**PASSAGE FOR REVIEW:**

-*-*-

What play do we make?

I am going to break down the approach thusly:

  1. Cryptic Command and Demigod of Revenge Basics
  2. Bituminous Blast and pobody’s nerfect
  3. Next Level Cryptic Command
  4. Fortitude and “What’s Next?”

Cryptic Command and Demigod of Revenge Basics

For those of you who either weren’t playing when Demigod of Revenge was legal in Standard (or who didn’t quite understand why you consistently lost with your Blue decks during the same time frame) Demigod of Revenge is a bit of an ock-kay when it comes to playing against Blue. If you are not careful, you are pretty much doomed.

Like this:

Demigod of Revenge [1] (the spell) goes on the stack.
Demigod of Revenge [2] (the trigger) goes on the stack.

If you approach it like some responders did, automatic-style, like this…

Demigod of Revenge [1] (the spell goes on the stack.
Demigod of Revenge [2] (the trigger) goes on the stack.
Cryptic Command (Counterspell Demigod of Revenge [1])
Cryptic Command resolves.
Demigod of Revenge [1] goes to the graveyard.
Demigod of Revenge’ [2]s trigger resolves.
Demigod of Revenge [1] AND Demigod of Revenge [2] enter the battlefield!

Now presumably you are dead.

If you are going to use the Counterspell and some other modality of Cryptic Command (Dismiss or whatnot), you will want to do it more like this UNLESS you are going to do Next Level Cryptic Command (section three):

Demigod of Revenge [1] (the spell goes on the stack.
Demigod of Revenge [2] (the trigger) goes on the stack.
Demigod of Revenge’s trigger resolves.
Cryptic Command (Counterspell Demigod of Revenge [1])
Cryptic Command resolves.
Demigod of Revenge [1] goes to the graveyard.
Demigod of Revenge [2] enters the battlefield.

In this case you may or may not get attacked by the solo Demigod of Revenge. I think most players in this situation will attack, put you to one life, and pass the turn with fingers crossed. Presumably even if you have an answer to the Demigod of Revenge, such Magicians will have the Ghitu Encampment to lean on.

Now these Demigod players might not even get past the next turn. The hypothetical from the previous You Make the Play indicated that both players had six life. You have a Bloodbraid Elf, and several topdecks that will win the game on the spot. Another Bloodbraid Elf or a Boggart Ram-Gang for a certainty; likely Anathemancer, and so on.

One thing to keep in mind is that, as Sam Stoddard indicated on Twitter, you are likely to win no matter what route you take. But there is nothing that puts a middling Mage on tilt like being “likely” to win… and then not winning (especially if he had the tools to do so).

Case in point, if you went with most variations on the first Cryptic Command “Dismiss” scenarios (as posited by many commenters), you’re dead. Classic “just stole defeat from the jaws of victory” dead.

-*-*-

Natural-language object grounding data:
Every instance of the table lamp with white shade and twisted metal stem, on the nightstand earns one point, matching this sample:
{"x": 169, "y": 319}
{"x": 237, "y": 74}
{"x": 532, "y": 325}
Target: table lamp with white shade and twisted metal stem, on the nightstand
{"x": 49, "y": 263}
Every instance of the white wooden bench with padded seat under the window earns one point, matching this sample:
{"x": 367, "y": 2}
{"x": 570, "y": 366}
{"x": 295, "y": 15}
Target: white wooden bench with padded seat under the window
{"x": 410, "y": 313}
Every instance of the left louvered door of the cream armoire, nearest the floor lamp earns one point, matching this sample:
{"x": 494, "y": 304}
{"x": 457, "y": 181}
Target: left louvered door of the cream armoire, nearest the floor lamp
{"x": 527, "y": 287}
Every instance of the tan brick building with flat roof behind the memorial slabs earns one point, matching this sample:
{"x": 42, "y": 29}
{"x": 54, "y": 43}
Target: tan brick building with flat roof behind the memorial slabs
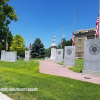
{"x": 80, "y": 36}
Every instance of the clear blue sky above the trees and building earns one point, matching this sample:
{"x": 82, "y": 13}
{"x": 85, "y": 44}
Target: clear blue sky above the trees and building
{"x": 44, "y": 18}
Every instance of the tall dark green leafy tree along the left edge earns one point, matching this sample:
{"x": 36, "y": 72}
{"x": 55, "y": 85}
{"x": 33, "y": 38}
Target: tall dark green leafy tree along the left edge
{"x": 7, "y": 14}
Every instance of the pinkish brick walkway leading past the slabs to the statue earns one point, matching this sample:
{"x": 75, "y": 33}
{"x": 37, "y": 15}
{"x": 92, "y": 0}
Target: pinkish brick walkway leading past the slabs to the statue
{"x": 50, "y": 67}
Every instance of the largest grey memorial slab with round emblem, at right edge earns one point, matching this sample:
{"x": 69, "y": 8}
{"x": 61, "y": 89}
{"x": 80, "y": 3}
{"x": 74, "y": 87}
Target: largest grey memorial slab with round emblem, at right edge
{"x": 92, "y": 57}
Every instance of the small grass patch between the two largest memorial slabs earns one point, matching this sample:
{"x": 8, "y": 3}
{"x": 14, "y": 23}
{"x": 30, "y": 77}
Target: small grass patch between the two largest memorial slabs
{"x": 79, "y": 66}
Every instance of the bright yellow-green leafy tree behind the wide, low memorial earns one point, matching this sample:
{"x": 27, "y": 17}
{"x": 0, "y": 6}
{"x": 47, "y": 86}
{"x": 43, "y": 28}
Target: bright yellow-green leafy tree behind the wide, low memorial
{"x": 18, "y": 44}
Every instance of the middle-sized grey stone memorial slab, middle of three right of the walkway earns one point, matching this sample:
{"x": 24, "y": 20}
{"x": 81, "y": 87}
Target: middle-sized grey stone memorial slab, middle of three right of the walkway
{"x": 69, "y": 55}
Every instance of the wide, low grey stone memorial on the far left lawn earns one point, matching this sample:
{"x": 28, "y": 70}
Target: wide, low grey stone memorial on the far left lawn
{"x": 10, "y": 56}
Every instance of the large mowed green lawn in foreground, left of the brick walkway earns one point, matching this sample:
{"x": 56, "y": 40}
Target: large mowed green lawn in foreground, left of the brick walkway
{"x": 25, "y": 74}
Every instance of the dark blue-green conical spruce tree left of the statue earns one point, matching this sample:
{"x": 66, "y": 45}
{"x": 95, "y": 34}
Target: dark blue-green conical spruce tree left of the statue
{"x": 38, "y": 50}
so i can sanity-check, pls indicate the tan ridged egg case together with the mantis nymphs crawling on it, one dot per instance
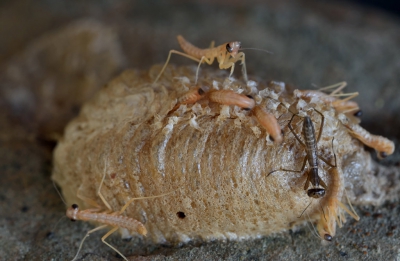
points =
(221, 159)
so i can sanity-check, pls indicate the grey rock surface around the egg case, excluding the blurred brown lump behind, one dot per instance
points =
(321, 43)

-*-*-

**WHAT THE EXERCISE ASKS:** In the Magic strategy passage, how much life did each player have in the hypothetical from the previous You Make the Play?

**SOLUTION BELOW:** Each player had six life.